# PROMPT
Retype the data below, starting with the line that contains "the truck front" and continuing through the end of the data.

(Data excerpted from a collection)

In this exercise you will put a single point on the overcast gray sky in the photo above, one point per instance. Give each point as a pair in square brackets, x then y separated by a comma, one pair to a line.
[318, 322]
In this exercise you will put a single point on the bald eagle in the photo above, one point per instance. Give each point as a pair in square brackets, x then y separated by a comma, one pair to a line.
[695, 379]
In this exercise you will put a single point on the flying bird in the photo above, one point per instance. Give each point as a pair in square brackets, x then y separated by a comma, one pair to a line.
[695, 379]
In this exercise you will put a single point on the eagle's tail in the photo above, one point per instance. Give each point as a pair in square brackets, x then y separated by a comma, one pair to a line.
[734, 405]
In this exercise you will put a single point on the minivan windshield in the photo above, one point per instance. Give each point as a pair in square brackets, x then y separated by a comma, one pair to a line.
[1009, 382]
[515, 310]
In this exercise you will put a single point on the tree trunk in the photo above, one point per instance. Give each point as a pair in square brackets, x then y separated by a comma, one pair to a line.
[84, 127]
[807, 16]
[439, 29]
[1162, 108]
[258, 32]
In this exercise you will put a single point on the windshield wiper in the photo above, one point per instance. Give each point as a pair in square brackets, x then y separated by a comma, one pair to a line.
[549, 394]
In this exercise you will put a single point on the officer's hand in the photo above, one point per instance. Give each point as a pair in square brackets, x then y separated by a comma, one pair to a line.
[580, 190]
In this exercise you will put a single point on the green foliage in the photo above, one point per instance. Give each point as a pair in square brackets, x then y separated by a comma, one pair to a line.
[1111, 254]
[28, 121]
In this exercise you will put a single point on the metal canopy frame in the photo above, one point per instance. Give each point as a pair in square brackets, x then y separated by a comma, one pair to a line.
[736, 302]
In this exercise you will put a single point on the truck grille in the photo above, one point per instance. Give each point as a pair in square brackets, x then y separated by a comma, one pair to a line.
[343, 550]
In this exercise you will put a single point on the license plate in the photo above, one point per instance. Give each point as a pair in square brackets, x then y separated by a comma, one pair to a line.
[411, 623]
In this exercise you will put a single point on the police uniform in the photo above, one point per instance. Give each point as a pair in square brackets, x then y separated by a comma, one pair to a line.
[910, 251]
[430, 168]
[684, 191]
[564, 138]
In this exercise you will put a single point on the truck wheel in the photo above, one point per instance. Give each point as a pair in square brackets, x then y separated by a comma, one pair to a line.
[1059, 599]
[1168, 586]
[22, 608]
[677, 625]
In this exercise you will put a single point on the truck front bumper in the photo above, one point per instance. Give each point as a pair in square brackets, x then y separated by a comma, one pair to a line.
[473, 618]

# PROBLEM SOLUTION
In this exercise you will put a single point on the truck front bumper in the photo above, one point per instance. Give each point as a pair in square brackets, x then y separated by a comma, one pair to a line.
[473, 618]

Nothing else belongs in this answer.